Reproduce each line of the listing below verbatim.

>> Start Exercise data

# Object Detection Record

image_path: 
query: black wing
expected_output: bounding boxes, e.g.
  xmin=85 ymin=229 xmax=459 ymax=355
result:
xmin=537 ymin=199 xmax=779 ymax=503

>> End Exercise data

### Correct output
# Object Detection Record

image_path: 
query: black wing
expected_output: bounding boxes, e.g.
  xmin=85 ymin=229 xmax=459 ymax=355
result:
xmin=537 ymin=199 xmax=779 ymax=503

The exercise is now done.